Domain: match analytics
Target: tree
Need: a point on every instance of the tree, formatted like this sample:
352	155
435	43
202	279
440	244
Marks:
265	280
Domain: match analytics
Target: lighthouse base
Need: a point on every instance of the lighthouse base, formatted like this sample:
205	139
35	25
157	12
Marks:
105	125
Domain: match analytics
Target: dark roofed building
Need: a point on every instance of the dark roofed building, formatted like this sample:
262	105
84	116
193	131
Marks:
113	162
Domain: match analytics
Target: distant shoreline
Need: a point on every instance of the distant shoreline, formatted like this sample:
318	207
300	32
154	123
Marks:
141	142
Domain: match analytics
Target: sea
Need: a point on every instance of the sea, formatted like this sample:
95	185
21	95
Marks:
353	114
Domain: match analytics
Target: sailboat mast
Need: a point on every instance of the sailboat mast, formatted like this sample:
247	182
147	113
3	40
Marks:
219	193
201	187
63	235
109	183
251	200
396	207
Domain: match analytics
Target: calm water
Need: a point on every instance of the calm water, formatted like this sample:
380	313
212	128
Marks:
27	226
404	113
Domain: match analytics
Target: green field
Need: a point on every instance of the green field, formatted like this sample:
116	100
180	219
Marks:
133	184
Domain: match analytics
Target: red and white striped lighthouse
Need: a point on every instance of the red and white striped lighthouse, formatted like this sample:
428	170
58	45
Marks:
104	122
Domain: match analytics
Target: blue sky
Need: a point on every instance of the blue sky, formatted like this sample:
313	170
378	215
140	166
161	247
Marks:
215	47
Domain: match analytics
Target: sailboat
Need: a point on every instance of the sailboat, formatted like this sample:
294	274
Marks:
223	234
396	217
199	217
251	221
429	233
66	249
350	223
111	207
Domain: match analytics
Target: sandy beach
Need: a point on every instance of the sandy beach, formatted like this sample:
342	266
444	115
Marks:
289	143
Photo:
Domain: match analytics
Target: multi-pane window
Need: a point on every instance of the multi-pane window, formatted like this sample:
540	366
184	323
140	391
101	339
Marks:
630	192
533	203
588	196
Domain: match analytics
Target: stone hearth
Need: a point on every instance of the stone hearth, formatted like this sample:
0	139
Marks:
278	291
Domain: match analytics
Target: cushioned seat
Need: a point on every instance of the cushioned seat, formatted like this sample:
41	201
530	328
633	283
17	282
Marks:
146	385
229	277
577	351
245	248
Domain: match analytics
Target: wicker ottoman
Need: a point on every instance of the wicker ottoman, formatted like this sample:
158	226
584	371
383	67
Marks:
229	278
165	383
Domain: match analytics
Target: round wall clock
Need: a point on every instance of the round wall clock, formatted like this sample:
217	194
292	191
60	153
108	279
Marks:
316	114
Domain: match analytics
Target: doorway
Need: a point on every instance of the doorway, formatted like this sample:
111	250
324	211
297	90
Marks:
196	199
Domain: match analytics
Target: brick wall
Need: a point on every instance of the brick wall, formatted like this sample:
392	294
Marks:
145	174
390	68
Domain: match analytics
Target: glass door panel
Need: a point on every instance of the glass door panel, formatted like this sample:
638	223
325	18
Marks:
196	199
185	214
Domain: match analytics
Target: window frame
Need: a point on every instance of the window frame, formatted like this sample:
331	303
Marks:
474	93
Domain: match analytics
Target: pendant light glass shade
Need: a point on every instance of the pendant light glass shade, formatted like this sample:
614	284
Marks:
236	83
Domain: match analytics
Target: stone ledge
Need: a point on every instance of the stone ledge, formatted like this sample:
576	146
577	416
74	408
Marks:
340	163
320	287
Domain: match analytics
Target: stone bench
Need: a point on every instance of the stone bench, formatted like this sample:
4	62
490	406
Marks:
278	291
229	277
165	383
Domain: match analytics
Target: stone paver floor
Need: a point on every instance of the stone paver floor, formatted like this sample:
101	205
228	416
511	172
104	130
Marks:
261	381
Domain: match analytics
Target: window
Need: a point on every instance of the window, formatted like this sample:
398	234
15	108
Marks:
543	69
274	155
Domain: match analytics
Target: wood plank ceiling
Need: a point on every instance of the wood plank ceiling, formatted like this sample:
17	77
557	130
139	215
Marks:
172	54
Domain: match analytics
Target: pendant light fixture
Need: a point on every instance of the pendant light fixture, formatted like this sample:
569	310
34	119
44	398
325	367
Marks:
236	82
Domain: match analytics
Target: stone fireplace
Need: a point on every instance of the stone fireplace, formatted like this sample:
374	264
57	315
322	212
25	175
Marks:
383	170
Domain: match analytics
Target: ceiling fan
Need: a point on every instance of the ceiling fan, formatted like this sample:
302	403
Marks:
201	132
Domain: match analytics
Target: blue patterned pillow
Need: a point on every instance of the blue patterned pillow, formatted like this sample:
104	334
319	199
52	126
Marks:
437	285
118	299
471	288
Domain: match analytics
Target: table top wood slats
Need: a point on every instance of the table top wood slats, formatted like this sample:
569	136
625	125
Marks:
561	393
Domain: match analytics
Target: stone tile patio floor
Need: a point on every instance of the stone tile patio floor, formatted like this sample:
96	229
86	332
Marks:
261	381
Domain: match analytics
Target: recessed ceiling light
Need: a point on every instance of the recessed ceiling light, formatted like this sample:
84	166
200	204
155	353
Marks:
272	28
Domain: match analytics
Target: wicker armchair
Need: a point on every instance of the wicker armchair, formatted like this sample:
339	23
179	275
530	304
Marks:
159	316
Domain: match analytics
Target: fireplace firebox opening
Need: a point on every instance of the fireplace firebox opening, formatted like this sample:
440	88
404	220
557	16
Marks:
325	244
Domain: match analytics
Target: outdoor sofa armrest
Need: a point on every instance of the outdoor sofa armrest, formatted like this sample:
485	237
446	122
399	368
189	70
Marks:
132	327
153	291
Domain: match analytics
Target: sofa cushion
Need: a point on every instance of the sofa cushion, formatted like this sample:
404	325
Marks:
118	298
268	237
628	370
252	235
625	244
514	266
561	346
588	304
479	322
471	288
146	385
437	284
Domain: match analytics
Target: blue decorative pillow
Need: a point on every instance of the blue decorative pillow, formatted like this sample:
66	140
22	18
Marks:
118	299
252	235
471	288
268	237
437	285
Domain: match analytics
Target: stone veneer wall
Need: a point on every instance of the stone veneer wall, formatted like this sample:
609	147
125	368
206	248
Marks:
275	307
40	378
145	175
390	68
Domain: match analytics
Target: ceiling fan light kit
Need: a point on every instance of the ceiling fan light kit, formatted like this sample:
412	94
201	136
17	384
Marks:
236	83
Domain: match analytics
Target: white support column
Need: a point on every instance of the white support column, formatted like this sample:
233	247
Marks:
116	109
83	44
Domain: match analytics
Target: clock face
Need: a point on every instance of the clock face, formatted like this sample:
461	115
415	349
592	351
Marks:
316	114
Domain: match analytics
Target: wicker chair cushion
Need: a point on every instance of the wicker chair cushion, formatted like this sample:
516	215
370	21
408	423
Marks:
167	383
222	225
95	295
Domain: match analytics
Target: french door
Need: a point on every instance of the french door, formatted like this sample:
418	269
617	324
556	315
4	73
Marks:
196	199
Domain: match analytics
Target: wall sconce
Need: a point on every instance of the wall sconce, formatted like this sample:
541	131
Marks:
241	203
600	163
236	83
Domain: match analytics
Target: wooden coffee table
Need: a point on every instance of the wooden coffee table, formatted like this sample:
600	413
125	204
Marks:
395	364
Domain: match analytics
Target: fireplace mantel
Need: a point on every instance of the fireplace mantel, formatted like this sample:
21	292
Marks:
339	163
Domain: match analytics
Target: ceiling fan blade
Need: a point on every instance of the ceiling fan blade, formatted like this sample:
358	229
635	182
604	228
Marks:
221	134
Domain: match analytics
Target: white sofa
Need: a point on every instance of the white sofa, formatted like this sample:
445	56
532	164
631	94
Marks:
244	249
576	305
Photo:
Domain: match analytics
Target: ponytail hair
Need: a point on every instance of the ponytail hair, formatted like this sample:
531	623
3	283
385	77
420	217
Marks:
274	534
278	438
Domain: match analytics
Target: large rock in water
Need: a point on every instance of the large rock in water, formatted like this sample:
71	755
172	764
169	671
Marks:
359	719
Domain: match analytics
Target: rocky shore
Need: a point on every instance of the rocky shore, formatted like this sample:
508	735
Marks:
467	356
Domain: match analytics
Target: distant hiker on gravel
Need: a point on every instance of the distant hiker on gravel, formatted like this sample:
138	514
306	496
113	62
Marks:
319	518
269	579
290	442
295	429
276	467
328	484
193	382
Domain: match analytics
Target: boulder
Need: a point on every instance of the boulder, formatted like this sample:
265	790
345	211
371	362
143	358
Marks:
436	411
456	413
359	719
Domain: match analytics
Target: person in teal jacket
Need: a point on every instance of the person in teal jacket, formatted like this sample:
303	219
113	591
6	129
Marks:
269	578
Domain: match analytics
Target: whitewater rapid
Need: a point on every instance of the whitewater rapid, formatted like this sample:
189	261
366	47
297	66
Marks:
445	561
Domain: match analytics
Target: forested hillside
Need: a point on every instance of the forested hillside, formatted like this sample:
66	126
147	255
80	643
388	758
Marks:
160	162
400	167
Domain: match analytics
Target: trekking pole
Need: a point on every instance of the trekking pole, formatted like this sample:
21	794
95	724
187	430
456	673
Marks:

• **EXERCISE**
Please count the lines in the listing above that contain the word "patio", and reply with only that number.

• **THE ANSWER**
2